## AIM
Copy every line of the listing below without any changes.

Location identification entries:

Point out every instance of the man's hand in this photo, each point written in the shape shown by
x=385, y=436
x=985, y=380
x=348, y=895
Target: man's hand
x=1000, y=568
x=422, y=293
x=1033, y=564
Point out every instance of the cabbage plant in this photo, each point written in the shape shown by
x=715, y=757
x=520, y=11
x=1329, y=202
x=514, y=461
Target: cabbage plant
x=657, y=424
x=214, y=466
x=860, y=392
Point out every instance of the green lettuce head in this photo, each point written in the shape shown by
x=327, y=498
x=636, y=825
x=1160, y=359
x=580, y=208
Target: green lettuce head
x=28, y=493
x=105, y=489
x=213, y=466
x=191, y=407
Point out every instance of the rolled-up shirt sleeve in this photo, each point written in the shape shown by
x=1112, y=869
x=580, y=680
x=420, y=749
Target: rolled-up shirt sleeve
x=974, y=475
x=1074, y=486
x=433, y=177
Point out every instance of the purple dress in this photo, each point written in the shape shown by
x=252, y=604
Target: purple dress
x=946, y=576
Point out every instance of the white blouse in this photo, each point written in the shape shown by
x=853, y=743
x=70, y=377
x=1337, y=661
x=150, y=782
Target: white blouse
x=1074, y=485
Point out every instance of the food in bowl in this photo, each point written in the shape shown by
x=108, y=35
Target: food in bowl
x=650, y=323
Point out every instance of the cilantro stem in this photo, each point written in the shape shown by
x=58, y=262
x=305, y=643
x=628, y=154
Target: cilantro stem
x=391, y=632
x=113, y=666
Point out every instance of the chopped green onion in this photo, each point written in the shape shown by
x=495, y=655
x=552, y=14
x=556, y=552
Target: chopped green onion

## THE REPLY
Point out every instance of the man's hand in this photo, each point written in the shape shown by
x=385, y=436
x=985, y=380
x=348, y=895
Target: man's hand
x=1000, y=568
x=422, y=293
x=1033, y=564
Point out every instance of the cabbage plant in this photo, each point written in the shape shown by
x=715, y=757
x=520, y=11
x=1329, y=202
x=514, y=461
Target: cabbage plant
x=657, y=424
x=214, y=466
x=860, y=392
Point out every instance of the green lettuce head in this photo, each point written in the shape shown by
x=327, y=498
x=636, y=825
x=1160, y=359
x=580, y=208
Target: green lettuce head
x=28, y=493
x=105, y=489
x=213, y=466
x=191, y=407
Point out every instance of the rolled-up shirt sleeve in this photo, each point written in the shape shown by
x=1112, y=869
x=580, y=680
x=420, y=749
Target: rolled-up shirt sleeve
x=974, y=475
x=1074, y=486
x=433, y=177
Point out every instance of the purple dress in this photo, each point written in the shape shown by
x=252, y=604
Target: purple dress
x=946, y=576
Point out every instance of the white blouse in this photo, each point written in the shape shown by
x=853, y=743
x=70, y=377
x=1337, y=661
x=150, y=782
Target: white blouse
x=1074, y=485
Point out every instance of the food in bowl in this photo, each point written in the shape shown by
x=108, y=35
Target: food in bowl
x=650, y=323
Point out every instance of the cilantro stem in this photo, each point written in the shape shown by
x=58, y=262
x=305, y=643
x=628, y=154
Target: cilantro stem
x=391, y=632
x=113, y=666
Point out every instance of the chopped green onion in this photo, each point written in the shape shown by
x=495, y=655
x=552, y=14
x=556, y=552
Target: chopped green onion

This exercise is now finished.